[BEGIN ENTRIES SHOWN]

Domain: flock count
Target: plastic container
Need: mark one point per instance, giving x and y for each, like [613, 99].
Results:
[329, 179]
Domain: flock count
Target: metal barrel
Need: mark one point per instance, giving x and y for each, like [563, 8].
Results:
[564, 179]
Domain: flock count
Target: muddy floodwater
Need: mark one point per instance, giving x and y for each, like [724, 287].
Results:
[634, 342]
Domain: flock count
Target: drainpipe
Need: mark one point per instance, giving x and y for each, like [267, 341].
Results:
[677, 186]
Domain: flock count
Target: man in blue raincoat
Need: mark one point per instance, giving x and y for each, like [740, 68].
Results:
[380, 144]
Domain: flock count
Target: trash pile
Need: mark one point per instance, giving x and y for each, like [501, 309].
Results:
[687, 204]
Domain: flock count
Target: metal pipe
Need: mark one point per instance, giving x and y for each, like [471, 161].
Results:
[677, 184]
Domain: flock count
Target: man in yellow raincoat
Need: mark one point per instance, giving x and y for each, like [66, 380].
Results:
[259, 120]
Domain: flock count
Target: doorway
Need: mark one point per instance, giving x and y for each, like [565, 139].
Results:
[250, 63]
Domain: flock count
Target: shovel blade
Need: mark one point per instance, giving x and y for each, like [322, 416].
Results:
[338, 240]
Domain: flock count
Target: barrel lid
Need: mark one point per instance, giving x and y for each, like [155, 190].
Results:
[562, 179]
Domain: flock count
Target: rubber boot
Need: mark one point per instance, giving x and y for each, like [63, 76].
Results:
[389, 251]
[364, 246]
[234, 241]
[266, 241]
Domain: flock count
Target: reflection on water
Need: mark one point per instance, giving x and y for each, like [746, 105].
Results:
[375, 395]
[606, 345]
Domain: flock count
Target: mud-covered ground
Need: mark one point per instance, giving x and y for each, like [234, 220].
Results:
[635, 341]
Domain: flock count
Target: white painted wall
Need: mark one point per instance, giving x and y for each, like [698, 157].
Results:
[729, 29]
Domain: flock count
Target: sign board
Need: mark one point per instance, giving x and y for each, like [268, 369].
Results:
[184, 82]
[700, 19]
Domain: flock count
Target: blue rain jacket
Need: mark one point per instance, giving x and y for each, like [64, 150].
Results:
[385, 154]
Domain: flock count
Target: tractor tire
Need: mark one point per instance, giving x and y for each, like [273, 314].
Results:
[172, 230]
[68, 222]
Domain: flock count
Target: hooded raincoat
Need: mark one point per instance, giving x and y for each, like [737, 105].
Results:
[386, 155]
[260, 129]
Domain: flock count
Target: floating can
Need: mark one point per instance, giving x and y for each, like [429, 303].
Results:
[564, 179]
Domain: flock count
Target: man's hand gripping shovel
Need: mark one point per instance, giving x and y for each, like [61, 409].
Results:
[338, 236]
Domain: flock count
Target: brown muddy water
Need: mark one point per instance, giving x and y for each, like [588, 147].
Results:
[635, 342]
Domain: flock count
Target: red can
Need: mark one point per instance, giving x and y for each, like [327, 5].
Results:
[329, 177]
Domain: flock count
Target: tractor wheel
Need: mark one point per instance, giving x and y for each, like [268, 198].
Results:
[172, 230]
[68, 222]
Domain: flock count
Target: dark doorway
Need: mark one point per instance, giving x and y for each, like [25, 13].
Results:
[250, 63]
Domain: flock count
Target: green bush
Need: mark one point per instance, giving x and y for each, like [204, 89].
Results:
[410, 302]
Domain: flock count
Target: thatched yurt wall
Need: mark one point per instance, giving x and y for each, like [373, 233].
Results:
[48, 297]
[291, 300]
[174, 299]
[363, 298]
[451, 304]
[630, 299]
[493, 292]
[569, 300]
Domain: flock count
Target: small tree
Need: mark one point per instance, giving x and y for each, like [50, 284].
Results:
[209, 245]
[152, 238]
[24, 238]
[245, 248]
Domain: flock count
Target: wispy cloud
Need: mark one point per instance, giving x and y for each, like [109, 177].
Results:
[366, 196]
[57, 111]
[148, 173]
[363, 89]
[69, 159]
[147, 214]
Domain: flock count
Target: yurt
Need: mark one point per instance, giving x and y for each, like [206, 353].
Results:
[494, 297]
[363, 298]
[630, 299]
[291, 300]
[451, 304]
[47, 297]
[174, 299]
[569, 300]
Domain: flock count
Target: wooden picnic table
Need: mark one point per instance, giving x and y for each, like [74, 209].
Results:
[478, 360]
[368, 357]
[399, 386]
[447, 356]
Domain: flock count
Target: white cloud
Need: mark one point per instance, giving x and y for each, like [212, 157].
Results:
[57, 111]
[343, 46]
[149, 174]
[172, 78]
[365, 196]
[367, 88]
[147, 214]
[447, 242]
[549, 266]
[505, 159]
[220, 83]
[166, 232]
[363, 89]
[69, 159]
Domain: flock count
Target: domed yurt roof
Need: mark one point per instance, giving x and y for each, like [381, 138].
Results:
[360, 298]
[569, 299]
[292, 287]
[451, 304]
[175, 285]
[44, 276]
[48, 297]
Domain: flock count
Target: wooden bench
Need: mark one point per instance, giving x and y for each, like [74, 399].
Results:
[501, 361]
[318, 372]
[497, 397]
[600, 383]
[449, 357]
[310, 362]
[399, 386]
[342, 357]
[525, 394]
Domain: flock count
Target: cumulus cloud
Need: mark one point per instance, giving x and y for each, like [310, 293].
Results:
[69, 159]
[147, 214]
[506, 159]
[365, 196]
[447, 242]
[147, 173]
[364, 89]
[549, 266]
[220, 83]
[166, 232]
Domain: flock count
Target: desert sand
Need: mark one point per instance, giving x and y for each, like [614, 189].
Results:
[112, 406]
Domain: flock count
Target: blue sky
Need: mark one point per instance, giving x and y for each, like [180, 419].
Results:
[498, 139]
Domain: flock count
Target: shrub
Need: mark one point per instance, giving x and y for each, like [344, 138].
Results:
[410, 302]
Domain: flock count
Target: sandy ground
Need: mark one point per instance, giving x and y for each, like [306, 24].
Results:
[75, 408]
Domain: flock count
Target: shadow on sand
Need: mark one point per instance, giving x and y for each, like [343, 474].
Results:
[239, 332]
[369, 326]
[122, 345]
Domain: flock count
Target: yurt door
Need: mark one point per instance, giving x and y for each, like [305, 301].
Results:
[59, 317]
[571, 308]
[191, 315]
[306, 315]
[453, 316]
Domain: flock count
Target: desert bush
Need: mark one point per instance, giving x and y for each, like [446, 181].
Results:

[END ENTRIES SHOWN]

### INSTRUCTIONS TO FOLLOW
Count the lines in the records that contain the string "yurt", with case counting. Reply with the number alone.

### OUTPUT OF THE TASK
4